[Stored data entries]
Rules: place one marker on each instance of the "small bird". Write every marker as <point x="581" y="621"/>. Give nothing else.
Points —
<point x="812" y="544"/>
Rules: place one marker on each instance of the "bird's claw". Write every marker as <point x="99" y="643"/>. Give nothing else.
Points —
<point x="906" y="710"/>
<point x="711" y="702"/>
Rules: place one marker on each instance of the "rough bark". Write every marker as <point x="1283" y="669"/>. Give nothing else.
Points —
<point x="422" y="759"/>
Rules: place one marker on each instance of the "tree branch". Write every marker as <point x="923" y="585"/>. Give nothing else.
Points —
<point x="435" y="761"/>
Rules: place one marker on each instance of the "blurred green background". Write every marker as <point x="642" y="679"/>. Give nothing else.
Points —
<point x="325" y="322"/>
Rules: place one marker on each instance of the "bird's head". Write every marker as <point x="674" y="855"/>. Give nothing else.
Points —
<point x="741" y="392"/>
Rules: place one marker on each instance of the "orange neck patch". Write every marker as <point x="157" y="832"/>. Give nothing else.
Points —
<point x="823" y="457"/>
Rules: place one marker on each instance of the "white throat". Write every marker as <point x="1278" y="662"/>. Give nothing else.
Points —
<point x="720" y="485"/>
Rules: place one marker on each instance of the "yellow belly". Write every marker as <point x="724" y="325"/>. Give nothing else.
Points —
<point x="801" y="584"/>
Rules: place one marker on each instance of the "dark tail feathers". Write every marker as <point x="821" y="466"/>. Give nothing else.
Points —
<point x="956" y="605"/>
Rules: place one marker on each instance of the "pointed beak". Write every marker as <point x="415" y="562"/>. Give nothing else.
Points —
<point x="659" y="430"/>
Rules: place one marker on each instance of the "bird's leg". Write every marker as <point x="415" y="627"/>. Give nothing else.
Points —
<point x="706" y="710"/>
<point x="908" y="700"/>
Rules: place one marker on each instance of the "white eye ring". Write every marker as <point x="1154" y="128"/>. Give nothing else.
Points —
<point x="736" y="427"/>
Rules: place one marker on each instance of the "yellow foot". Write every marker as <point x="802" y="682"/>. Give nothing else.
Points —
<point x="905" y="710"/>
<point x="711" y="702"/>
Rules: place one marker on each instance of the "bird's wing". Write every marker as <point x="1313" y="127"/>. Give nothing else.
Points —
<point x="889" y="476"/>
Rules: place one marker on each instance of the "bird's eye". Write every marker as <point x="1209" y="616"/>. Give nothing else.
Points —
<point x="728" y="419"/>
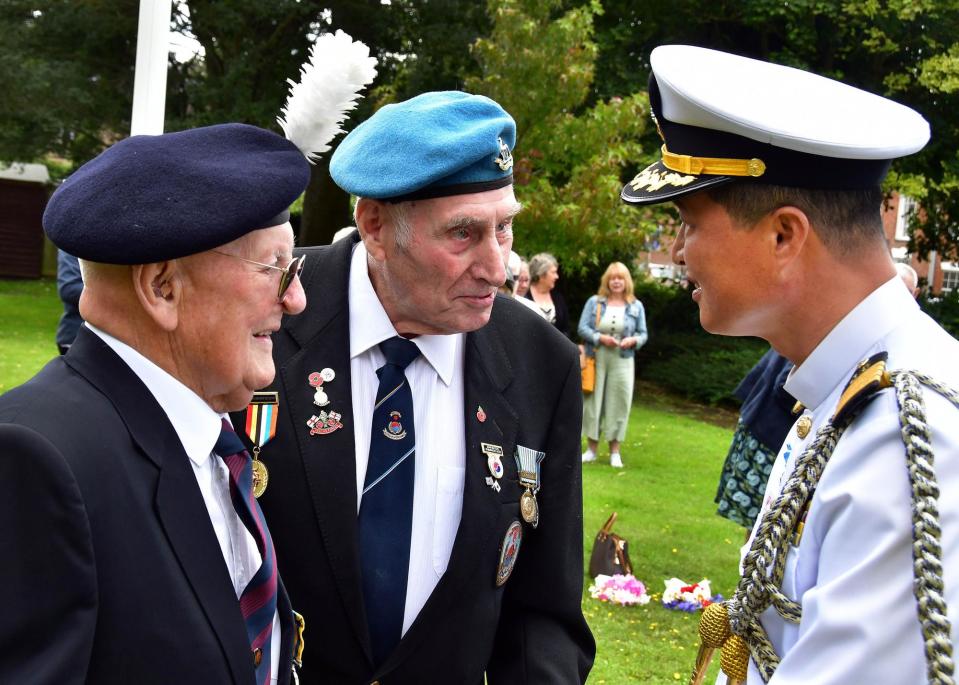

## Work to be completed
State only how many lines of the data above contain the word "white".

## Exercise output
2